- [Exercise objective]:
Give again, exactly, every line of the entries below from the one that has "Target: parking space" to the last.

-- -- --

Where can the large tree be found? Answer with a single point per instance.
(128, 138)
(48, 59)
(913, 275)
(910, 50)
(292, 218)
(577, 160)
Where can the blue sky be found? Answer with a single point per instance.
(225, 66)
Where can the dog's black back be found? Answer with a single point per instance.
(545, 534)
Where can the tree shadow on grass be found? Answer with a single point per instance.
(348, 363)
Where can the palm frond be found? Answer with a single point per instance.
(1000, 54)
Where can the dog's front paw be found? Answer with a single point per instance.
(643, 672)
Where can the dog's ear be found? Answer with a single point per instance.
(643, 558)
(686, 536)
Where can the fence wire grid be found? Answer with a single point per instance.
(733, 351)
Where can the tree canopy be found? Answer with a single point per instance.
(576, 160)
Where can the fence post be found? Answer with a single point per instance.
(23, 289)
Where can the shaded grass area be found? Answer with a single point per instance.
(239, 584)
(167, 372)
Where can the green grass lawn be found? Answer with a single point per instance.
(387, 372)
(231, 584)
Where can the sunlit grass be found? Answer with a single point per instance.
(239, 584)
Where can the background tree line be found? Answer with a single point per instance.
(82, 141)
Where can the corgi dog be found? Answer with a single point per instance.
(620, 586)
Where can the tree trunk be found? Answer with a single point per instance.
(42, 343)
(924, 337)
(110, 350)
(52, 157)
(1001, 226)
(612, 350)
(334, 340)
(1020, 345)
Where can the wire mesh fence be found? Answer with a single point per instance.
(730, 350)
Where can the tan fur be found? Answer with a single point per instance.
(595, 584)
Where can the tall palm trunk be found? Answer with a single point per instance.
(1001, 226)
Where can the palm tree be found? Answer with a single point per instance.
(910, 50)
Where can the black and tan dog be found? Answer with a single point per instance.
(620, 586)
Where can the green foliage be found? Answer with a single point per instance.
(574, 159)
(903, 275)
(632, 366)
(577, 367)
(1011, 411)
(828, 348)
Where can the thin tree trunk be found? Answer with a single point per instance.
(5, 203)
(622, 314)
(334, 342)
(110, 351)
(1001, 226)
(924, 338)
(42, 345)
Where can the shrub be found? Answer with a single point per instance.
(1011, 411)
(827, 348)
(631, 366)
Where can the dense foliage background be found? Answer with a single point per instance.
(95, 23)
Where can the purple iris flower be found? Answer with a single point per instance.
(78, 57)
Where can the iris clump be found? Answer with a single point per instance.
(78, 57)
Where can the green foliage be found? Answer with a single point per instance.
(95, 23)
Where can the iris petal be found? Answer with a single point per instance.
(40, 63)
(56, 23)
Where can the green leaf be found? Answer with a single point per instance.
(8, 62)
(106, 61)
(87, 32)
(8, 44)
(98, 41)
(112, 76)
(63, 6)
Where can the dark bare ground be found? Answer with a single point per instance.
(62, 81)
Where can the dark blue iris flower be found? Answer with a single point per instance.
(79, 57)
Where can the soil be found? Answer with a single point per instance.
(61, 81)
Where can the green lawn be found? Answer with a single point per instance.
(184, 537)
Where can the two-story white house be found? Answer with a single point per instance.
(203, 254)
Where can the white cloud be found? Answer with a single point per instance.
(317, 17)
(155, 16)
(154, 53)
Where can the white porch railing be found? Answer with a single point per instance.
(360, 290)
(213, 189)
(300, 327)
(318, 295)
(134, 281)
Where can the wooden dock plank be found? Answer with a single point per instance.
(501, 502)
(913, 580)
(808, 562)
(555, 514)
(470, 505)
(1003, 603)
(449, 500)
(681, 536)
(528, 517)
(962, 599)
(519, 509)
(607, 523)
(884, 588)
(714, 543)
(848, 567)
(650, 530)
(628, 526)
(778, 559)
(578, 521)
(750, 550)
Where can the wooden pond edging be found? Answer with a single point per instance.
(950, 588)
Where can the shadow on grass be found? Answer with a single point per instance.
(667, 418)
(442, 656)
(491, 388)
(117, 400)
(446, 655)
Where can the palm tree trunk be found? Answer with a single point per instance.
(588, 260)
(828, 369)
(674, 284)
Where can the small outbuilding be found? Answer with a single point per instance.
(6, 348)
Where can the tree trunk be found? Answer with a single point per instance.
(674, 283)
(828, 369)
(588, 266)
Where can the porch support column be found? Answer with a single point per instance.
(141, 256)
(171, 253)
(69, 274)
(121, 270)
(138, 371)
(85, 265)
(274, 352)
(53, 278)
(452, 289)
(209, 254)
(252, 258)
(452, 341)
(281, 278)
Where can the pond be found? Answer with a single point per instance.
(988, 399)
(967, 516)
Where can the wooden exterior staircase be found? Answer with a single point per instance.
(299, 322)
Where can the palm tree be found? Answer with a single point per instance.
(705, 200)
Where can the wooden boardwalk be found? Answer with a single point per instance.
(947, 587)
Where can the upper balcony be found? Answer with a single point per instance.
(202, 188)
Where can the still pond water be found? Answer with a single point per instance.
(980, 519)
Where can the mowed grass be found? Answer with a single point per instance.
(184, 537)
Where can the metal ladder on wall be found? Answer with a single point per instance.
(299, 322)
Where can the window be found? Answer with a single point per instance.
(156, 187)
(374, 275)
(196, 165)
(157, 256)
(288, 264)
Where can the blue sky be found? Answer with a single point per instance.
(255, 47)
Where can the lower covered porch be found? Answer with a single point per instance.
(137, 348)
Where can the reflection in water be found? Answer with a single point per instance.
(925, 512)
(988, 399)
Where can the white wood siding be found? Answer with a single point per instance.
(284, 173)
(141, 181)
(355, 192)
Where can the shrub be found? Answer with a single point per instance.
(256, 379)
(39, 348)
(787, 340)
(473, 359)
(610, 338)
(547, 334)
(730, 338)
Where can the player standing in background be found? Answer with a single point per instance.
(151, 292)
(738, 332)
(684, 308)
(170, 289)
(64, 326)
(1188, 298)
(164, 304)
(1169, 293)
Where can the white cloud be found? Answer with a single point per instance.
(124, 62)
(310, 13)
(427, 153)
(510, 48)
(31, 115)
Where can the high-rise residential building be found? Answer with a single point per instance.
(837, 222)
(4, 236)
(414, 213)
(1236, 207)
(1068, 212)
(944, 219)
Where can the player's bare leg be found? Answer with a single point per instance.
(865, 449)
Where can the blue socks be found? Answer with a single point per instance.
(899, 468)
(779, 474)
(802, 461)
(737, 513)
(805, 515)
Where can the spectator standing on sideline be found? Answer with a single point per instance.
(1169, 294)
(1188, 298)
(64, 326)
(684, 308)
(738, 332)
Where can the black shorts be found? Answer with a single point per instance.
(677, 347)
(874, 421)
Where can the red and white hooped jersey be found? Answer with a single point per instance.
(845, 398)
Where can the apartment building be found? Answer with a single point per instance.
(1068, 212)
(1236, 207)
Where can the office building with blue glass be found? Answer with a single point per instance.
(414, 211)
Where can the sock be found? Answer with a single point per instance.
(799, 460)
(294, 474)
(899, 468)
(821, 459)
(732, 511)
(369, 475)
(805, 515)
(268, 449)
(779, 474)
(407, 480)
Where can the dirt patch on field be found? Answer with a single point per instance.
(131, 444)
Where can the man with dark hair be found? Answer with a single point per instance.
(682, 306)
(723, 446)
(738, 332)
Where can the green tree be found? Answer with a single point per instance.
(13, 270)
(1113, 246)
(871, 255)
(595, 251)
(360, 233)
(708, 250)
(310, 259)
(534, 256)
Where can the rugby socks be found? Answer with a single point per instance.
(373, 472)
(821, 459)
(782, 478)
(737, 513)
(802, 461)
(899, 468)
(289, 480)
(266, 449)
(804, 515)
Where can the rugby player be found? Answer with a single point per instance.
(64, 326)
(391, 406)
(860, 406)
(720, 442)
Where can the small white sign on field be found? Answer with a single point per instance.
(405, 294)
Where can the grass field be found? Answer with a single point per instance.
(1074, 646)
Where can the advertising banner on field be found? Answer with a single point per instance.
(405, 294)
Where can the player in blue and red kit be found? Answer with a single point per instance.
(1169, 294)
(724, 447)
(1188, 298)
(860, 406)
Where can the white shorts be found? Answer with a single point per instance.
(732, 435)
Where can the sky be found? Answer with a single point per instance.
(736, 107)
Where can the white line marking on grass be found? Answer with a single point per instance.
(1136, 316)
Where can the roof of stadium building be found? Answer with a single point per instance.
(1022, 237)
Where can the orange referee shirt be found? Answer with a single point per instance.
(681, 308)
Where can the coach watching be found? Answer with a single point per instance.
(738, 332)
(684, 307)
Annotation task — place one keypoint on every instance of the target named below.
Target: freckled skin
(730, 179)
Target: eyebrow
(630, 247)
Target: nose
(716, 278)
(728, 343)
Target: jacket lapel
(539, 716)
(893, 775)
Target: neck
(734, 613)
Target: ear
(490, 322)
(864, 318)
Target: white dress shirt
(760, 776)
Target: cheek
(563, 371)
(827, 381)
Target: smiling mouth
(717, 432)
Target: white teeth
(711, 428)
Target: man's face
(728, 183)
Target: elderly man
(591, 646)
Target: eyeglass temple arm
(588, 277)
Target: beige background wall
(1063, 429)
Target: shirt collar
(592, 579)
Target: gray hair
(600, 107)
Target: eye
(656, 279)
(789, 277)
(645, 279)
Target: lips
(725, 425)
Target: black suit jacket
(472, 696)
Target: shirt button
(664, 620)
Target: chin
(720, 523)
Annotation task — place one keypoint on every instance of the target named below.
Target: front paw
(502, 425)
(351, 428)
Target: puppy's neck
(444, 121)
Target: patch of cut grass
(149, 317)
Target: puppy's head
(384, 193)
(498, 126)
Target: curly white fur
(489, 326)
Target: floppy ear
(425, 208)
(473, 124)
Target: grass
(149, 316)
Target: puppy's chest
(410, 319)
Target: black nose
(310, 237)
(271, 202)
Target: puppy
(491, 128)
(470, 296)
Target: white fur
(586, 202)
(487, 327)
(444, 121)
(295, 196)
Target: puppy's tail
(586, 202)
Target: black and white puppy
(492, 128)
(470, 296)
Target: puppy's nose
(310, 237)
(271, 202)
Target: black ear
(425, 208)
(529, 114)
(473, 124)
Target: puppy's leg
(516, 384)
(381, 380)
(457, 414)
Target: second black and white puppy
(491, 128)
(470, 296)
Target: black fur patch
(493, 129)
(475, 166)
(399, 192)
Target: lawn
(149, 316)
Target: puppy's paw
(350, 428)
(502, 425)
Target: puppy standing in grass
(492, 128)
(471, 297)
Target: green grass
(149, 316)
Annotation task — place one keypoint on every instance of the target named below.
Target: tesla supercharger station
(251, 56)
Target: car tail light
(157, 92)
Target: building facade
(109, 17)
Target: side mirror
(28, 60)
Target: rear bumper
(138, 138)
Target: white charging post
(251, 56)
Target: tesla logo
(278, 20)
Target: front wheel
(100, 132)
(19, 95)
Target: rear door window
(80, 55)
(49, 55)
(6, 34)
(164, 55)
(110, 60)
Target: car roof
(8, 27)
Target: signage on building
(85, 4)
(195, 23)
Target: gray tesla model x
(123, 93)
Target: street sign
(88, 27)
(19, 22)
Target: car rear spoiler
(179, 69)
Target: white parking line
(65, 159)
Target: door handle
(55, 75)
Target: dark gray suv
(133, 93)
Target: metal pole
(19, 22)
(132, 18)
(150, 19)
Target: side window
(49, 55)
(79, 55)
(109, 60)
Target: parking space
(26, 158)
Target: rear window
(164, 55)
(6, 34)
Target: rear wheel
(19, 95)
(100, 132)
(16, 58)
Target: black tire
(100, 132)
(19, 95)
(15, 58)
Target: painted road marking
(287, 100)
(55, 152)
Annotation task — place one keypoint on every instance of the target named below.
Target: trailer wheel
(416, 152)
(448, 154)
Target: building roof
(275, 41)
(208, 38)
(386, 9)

-- -- --

- [Task answer]:
Target: parking space
(26, 158)
Target: rear window
(164, 55)
(6, 34)
Target: rear wheel
(19, 95)
(100, 132)
(16, 58)
Target: black tire
(100, 132)
(19, 95)
(15, 58)
Target: painted road marking
(287, 100)
(55, 152)
Annotation task — place one keypoint on every instance of the target named below.
Target: trailer wheel
(416, 152)
(448, 154)
Target: building roof
(275, 41)
(208, 38)
(386, 9)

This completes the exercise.